======== Excerpt to read

CUtensorMap tmap_a{}, tmap_b{};
init_tensormap(&tmap_a, static_cast<const nv_bfloat16 *>(a.data_ptr()), M, K,
			 SWIZZLE_HEIGHT_M, SWIZZLE_WIDTH_M);
init_tensormap(&tmap_b, static_cast<const nv_bfloat16 *>(b.data_ptr()), N, K,
			 SWIZZLE_HEIGHT_N, SWIZZLE_WIDTH_N);

Note that in this case we need to transfer multiple times via 2d TMA copy as described in excellent blogpost of my friend Thien.

If we'd like to avoid the loop we can leverage 3D TMA operation, for example like this:

//// Tensormap 3D swizzle
inline void init_tensormap_3d(CUtensorMap *tmap, const nv_bfloat16 *ptr,
                              uint64_t gmem_height, uint64_t gmem_width,
                              uint32_t smem_height, uint32_t plane_width) {
  constexpr uint32_t rank = 3;
  TVM_FFI_CHECK(gmem_width % plane_width == 0, ValueError)
      << "K dimension must be divisible by the 3D TMA plane width";
  TVM_FFI_CHECK(BLOCK_K % plane_width == 0, ValueError)

================
======== Extracted information

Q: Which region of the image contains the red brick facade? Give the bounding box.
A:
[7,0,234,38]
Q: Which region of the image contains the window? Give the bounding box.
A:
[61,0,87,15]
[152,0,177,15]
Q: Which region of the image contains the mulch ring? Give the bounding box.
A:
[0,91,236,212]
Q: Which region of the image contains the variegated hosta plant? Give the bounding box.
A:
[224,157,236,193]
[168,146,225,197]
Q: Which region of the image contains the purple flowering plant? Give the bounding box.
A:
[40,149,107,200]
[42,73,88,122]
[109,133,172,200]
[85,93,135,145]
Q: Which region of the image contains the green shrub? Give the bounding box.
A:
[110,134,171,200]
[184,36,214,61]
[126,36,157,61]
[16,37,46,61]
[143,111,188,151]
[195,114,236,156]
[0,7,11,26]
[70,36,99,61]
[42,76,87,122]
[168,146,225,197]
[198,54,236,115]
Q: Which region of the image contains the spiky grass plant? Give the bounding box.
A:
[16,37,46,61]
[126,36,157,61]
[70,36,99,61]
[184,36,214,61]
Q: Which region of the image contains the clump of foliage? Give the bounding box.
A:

================

▶ [Problems and tasks]
A – Rewrite the paragraph in the tensor map excerpt that begins "Note that in this case" as one shorter sentence that keeps its main facts.
B – According to the tensor map excerpt, what kind of operation can be used to avoid the loop?
C – Resume the tensor map excerpt from the point where it stops.

▶ [The responses]
A – Here the data must be moved with several 2D TMA copies, as a blog post by the writer's friend Thien explains.

B – A 3D TMA operation.

C –
      << "BLOCK_K must be divisible by the 3D TMA plane width";
  uint32_t const smem_planes = BLOCK_K / plane_width;

  // Interpret the source as [64, height, K/64]. With 128B swizzle, a single
  // 3D TMA lands directly in the canonical K-major swizzled shared layout.
  uint64_t globalDim[rank] = {plane_width, gmem_height,
                              gmem_width / plane_width};
  uint64_t globalStrides[rank - 1] = {gmem_width * sizeof(nv_bfloat16),
                                      plane_width * sizeof(nv_bfloat16)};
  uint32_t boxDim[rank] = {plane_width, smem_height, smem_planes};
  uint32_t elementStrides[rank] = {1, 1, 1};

  CUresult err = cuTensorMapEncodeTiled(
      tmap, CUtensorMapDataType::CU_TENSOR_MAP_DATA_TYPE_BFLOAT16, rank,
      (void *)ptr, globalDim, globalStrides, boxDim, elementStrides,
      CUtensorMapInterleave::CU_TENSOR_MAP_INTERLEAVE_NONE,
      CUtensorMapSwizzle::CU_TENSOR_MAP_SWIZZLE_128B,
      CUtensorMapL2promotion::CU_TENSOR_MAP_L2_PROMOTION_NONE,
      CUtensorMapFloatOOBfill::CU_TENSOR_MAP_FLOAT_OOB_FILL_NONE);
  assert(err == CUDA_SUCCESS);
}
...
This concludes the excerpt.